[Begin]

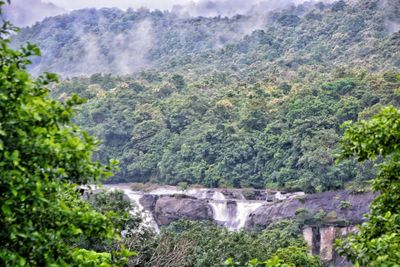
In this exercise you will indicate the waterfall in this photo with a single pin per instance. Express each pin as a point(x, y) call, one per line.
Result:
point(233, 214)
point(135, 196)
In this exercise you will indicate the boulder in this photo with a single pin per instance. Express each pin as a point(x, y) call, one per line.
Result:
point(346, 206)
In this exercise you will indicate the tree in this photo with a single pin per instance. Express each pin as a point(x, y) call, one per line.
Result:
point(378, 241)
point(43, 157)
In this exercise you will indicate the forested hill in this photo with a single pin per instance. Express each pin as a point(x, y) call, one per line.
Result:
point(309, 37)
point(252, 100)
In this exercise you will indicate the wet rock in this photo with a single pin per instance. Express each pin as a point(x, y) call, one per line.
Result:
point(346, 206)
point(148, 202)
point(172, 208)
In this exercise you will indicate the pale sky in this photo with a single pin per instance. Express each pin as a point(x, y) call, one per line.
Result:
point(123, 4)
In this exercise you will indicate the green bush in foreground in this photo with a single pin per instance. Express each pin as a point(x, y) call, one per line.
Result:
point(43, 156)
point(378, 241)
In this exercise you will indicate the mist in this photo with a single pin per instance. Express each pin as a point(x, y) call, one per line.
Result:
point(229, 8)
point(26, 12)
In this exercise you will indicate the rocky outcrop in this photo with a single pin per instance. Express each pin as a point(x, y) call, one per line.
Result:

[End]

Repeat the data above line for line, without any change, but omit the picture.

In this exercise you will indicate the waterfall in this photo with a single pin per instance. Express each pin as a point(x, y) call, one per line.
Result:
point(233, 214)
point(135, 196)
In this exercise you will indicate the boulder in this photo with a single pin per instance. Express each pin as a point(x, y) call, one per line.
Result:
point(346, 206)
In this exercise you will indicate the tree in this photo with a single pin per instance. Express each pin as a point(x, y) call, one per line.
Result:
point(378, 241)
point(43, 157)
In this exercise you will indicate the forested hill in this photo with a single pin per instance. Express each pin as a point(x, y) call, one per line.
Result:
point(309, 37)
point(252, 100)
In this exercise you will indicate the wet rock in this photo with a single pin per instance. Express each pin as a point(x, y) call, one per line.
Result:
point(346, 206)
point(148, 202)
point(172, 208)
In this exercise you will indicate the pale sky in this photo with a single pin per instance. Express each pin as a point(x, y) call, one per line.
Result:
point(123, 4)
In this exercise you will indicate the green bush in foreground in this photo with a single pin per instance. Express each pin as a point(x, y) call, one per line.
Result:
point(43, 156)
point(378, 241)
In this exercise you will indicate the mist in this photo with a single pin per instance. Express each pin as a point(x, y) call, one per line.
Result:
point(229, 8)
point(26, 12)
In this exercise you will indicate the rocky outcrop in this photo with a single pin per instance. Express each pin as a point(x, y) call, one per line.
Result:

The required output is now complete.